### DO THIS
Transcribe everything in the data word for word. Pictures are left out.

* begin RECORDS FOR THE EXERCISE *

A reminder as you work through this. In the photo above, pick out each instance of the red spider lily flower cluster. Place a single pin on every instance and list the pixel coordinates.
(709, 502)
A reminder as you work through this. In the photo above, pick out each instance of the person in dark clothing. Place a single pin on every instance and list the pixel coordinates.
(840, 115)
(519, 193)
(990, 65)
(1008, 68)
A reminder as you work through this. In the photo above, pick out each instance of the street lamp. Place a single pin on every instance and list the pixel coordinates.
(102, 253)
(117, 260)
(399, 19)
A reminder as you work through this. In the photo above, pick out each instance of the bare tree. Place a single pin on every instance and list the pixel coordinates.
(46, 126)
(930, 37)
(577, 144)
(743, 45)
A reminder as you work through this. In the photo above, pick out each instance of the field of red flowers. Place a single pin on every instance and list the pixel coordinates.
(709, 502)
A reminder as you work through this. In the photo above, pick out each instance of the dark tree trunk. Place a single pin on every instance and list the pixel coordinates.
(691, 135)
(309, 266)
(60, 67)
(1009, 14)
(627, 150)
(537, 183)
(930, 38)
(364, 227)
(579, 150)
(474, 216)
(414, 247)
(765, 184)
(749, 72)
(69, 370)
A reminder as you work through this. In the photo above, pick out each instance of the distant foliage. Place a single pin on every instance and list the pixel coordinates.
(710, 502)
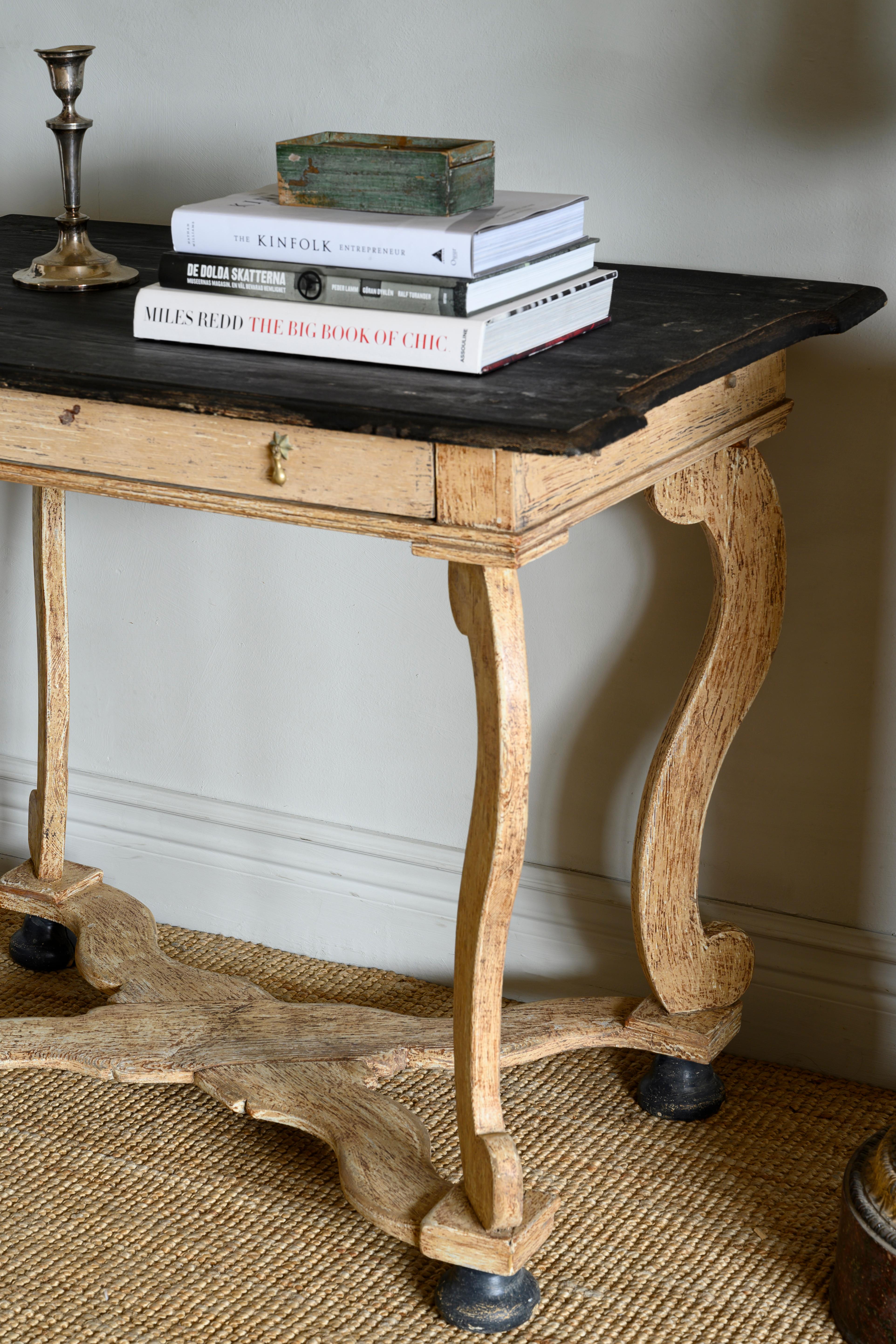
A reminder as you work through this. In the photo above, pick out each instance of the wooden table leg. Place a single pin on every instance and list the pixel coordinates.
(488, 609)
(44, 944)
(49, 803)
(733, 496)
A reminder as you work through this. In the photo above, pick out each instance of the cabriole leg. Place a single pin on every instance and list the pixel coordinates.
(691, 966)
(44, 944)
(488, 609)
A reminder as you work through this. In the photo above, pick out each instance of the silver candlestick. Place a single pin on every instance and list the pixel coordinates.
(75, 263)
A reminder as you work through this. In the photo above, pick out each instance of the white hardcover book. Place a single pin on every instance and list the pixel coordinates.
(256, 226)
(456, 345)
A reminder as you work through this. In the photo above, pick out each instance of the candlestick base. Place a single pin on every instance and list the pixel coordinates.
(75, 264)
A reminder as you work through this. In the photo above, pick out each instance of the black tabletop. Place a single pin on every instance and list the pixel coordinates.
(671, 331)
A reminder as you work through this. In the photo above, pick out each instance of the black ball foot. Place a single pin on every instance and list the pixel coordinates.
(678, 1089)
(42, 945)
(486, 1303)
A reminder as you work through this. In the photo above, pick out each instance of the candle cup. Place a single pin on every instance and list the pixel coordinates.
(75, 264)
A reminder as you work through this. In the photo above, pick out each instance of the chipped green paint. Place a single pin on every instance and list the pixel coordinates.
(396, 175)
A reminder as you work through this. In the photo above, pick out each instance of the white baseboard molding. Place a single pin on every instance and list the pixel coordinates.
(823, 998)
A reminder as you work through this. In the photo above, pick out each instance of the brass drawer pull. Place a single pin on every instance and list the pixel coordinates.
(279, 447)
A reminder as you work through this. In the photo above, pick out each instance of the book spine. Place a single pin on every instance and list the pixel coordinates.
(264, 325)
(307, 285)
(258, 237)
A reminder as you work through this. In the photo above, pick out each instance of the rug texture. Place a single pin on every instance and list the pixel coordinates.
(154, 1216)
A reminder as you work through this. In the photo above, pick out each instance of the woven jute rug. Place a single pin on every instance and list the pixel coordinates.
(154, 1214)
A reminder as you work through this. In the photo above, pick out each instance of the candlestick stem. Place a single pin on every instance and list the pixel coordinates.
(75, 264)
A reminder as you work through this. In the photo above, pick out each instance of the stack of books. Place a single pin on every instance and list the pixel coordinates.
(464, 294)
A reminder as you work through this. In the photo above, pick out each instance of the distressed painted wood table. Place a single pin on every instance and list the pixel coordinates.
(489, 474)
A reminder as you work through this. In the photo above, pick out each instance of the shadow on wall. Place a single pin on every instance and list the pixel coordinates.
(788, 827)
(827, 79)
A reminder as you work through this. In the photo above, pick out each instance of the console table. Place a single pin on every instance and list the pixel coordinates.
(487, 474)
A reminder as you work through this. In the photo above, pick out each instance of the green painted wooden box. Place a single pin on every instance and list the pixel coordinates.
(397, 175)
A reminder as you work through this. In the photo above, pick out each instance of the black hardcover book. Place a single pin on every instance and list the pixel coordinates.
(303, 284)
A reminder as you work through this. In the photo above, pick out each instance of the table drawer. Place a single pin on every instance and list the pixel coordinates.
(217, 454)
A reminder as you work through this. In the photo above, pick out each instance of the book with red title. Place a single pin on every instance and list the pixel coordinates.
(456, 345)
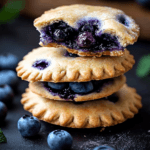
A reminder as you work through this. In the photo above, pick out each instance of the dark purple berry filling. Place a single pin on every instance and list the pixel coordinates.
(85, 38)
(122, 19)
(41, 64)
(67, 93)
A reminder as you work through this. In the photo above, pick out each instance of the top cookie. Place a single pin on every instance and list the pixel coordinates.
(87, 30)
(55, 65)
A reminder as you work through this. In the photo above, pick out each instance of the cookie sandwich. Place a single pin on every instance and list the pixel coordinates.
(73, 79)
(78, 92)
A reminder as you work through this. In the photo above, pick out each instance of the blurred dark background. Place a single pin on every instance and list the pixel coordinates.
(18, 36)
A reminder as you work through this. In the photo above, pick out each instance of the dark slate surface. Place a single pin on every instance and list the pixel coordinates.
(19, 37)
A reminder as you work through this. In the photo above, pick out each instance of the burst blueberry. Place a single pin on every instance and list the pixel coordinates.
(85, 39)
(122, 19)
(28, 126)
(6, 94)
(57, 86)
(8, 77)
(8, 62)
(59, 140)
(81, 87)
(103, 147)
(59, 35)
(87, 27)
(3, 112)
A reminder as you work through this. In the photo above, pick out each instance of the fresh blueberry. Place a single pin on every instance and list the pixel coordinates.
(85, 39)
(3, 111)
(103, 147)
(6, 94)
(8, 62)
(41, 64)
(8, 77)
(57, 86)
(145, 3)
(59, 140)
(28, 126)
(59, 35)
(87, 27)
(81, 87)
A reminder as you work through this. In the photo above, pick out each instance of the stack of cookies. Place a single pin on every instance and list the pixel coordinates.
(76, 77)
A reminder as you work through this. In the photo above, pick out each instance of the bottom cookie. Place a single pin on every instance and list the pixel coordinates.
(90, 114)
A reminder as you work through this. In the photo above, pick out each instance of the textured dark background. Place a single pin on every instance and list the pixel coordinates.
(19, 37)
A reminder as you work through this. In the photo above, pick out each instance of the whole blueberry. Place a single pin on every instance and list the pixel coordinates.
(6, 94)
(87, 27)
(103, 147)
(59, 35)
(3, 111)
(145, 3)
(8, 77)
(69, 31)
(59, 140)
(8, 62)
(57, 86)
(81, 87)
(85, 39)
(122, 19)
(29, 126)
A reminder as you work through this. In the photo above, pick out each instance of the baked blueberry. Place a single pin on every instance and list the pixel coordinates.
(8, 62)
(8, 77)
(28, 126)
(41, 64)
(6, 94)
(59, 140)
(103, 147)
(57, 86)
(3, 111)
(122, 19)
(85, 39)
(81, 87)
(87, 27)
(59, 35)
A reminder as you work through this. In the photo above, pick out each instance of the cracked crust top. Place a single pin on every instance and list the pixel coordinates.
(61, 68)
(91, 114)
(107, 16)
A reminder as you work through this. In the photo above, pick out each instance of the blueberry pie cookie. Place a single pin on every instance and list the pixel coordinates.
(104, 112)
(78, 91)
(87, 30)
(51, 64)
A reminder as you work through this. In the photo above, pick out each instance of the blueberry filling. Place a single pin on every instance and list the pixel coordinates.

* end RECORDS FOR THE EXERCISE *

### EXPECTED ANSWER
A reminder as you work through this. In the photo above, pick out each instance of the red spider lily flower cluster. Place a single pin on every instance and list the pixel coordinates.
(709, 502)
A reminder as you work through this. In the photo above, pick out each instance of the person in dark clothing. Place a single pin on every instance and list the pixel coordinates.
(840, 115)
(519, 193)
(990, 65)
(1008, 68)
A reminder as you work through this. In the photo above, pick out each instance of the street lamp. Place a single pin on every instance and list the pixel coordinates.
(102, 253)
(117, 260)
(399, 19)
A reminder as you work through this. In the photo above, pick out each instance of the bare tree. Place a single pin on every instance and list the pixel coordinates.
(46, 126)
(930, 37)
(577, 144)
(743, 45)
A reminder as you work through this. In the photo above, pick out each instance of the field of red flowers. Place a single pin on every instance and list the pixel coordinates.
(709, 502)
A reminder as you work through this. In the photo above, pick out each instance of the dark tree trunk. Place a single pin on every instance and list the pixel coordinates.
(691, 135)
(309, 266)
(60, 67)
(1009, 14)
(627, 150)
(537, 183)
(930, 38)
(364, 227)
(579, 150)
(474, 216)
(414, 247)
(765, 184)
(749, 72)
(69, 370)
A reminder as you work through this. In the photo above, pick out each instance of the distant foliage. Place a single pin on every instance and list the pixel coordinates.
(710, 502)
A reminder as you work through this. In the photo above, pick out each instance of the wooden table leg. Place a single pin on every instance and list the pixel coordinates.
(488, 609)
(44, 944)
(49, 803)
(733, 496)
A reminder as you work through this. In the photo above, pick out each instance of the cabriole leg. Place a single pin on every instance and list the pixel coordinates.
(691, 966)
(44, 944)
(488, 609)
A reminder as you work through this. In the photo above, pick out each instance of the silver candlestick. Place a single pin on every instance and list the pixel coordinates.
(75, 263)
A reminder as you work through this. In the photo above, pick out each instance of the white hardcover book. Place a single pin on every instance and list the pixel coordinates.
(256, 226)
(456, 345)
A reminder as you work through this. In the photo above, pick out each instance of the candlestick base. Place a single pin on every instance and list the pixel coordinates.
(75, 264)
A reminder as you work through this. In the photo above, pick out each instance of the black tabletop. Place a single pin on every instance and list the pixel coordinates.
(671, 331)
A reminder as you work through this. In the photo above, pick out each instance of the black ball foot. Place a single pin on every instance and list the pixel coordinates.
(678, 1089)
(42, 945)
(486, 1303)
A reminder as you work through this. In the photo above, pick out each instance of the candle cup. Place a single pin on every instance and list the pixel coordinates.
(75, 264)
A reminder as you work through this. In the photo above, pick out each instance of the chipped green paint. Place a single pin on every instance and list the pixel coordinates.
(396, 175)
A reminder as you work through this. In the photo above, pick out each instance of the white baseboard molding. Place a single pin on every instance and list the pixel coordinates.
(823, 998)
A reminder as you work through this. In the photo above, pick out each instance of the brass drawer pull. Place a single pin on every instance and list the pixel coordinates.
(279, 447)
A reminder as you work through this. In the photo above, pick out each instance of the book spine. Place a single pin on every instance and list the pixel coordinates.
(264, 325)
(307, 285)
(258, 237)
A reminder as you work through this. In the photo above, pick out each instance of the rug texture. Place a single pin on every instance and list the pixel coordinates.
(154, 1216)
A reminder as you work through this. In the photo above, pick out each instance of the woven jute rug. Place a single pin on every instance and list the pixel coordinates.
(154, 1214)
A reminder as you work through this. In the photo above, pick out each instance of the candlestick stem. Place a single pin on every instance and list the pixel coordinates.
(75, 264)
A reminder as you work through this. In the photo above, pick out each instance of the stack of books. Place a single pin on every instance and list the pixel coordinates.
(464, 294)
A reminder as you work through this. In the photo above, pick out each instance of the distressed painted wood table. Place a single pin on every instance and list the pixel coordinates.
(489, 474)
A reminder as you work through this. In the photo above, pick out each instance of the shadow on wall. Place a single pin on every instance and list the pixel coordinates.
(788, 827)
(827, 79)
A reminder as you work through this. In the photo above, pick out each instance of the console table. Place a single pin on every instance and list the pixel coordinates.
(487, 474)
A reminder as you work through this. In the photo above, pick out each instance of the green painted wooden box. Place a single pin on every instance and list the pixel coordinates.
(397, 175)
A reminder as you work through this. In the photo above, pick out each instance of the black hardcover book. Place a single pin on every instance and list the pixel coordinates.
(303, 284)
A reminder as you work through this. In the photo above, pick out each instance of the table drawer. Place a single pin on every instance and list the pixel coordinates.
(217, 454)
A reminder as you work through this. In the photo above, pick out each instance of the book with red title. Place a single pin on every instance and list the pixel coordinates.
(456, 345)
A reminder as you work through this. In the photo above, pick out each instance of the dark purple berry filling. Place a single pin on every instance and list the pixel coordinates.
(85, 38)
(122, 19)
(41, 64)
(67, 93)
A reminder as you work through this. In the photo above, pick out each instance of the top cookie. Place a single pin on every instance and list the pixel coordinates.
(87, 30)
(55, 65)
A reminder as you work through this. In the photo above, pick out each instance of the cookie sandwich. Place a single pin on every instance and list the pixel coordinates.
(73, 79)
(78, 92)
A reminder as you work through this. In the photo above, pick out each instance of the blurred dark background. Place a single pin on every instance and list the pixel coordinates.
(18, 36)
A reminder as you work through this. In the photo above, pick out each instance of the dark slate surface. Place a single pin on every instance and list the pixel coordinates.
(19, 37)
A reminder as you work through this. In the photo above, pick out each instance of the burst blueberry. Place a single pin on every instance and list the pixel coordinates.
(85, 39)
(122, 19)
(28, 126)
(6, 94)
(57, 86)
(8, 77)
(8, 62)
(59, 140)
(81, 87)
(103, 147)
(59, 35)
(87, 27)
(3, 112)
A reminder as you work through this. In the photo above, pick out each instance of the fresh blueberry. Place a single pin on every instance and list the pixel coordinates.
(85, 39)
(3, 111)
(103, 147)
(6, 94)
(8, 62)
(41, 64)
(8, 77)
(57, 86)
(145, 3)
(59, 140)
(28, 126)
(59, 35)
(87, 27)
(81, 87)
A reminder as you work through this. In the photo above, pick out each instance of the stack of cookies. Place a single pin on every instance and list the pixel coordinates.
(76, 77)
A reminder as you work through this. In the photo above, pick out each instance of the bottom cookie. Place a single pin on every instance and list the pixel coordinates.
(90, 114)
A reminder as you work through this. In the photo above, pick out each instance of the textured dark background. Place a single pin on every instance and list the pixel coordinates.
(19, 37)
A reminder as you work through this. In the photo above, pick out each instance of the whole blueberry. Place a single pin on every instance and list the pixel coordinates.
(6, 94)
(87, 27)
(103, 147)
(59, 35)
(3, 111)
(145, 3)
(8, 77)
(69, 31)
(59, 140)
(8, 62)
(57, 86)
(81, 87)
(85, 39)
(122, 19)
(29, 126)
A reminder as you work through this. In the photo above, pick out each instance of the baked blueberry. Place a single pin on every instance and list the pixel coordinates.
(8, 62)
(8, 77)
(28, 126)
(41, 64)
(6, 94)
(59, 140)
(103, 147)
(57, 86)
(3, 111)
(122, 19)
(85, 39)
(81, 87)
(87, 27)
(59, 35)
A reminder as you work through this. In the photo above, pick out each instance of the cracked crust top. Place a single pin on every instance and list the pixel coordinates.
(61, 68)
(91, 114)
(107, 16)
A reminder as you work through this. In the photo above, pick out each instance of the blueberry pie cookie. Place a single pin on every instance and list the pixel coordinates.
(104, 112)
(78, 91)
(87, 30)
(51, 64)
A reminder as you work through this. In the photo above, pick out each instance of the blueberry filling. Place a single pin on every instance and list the pixel coordinates.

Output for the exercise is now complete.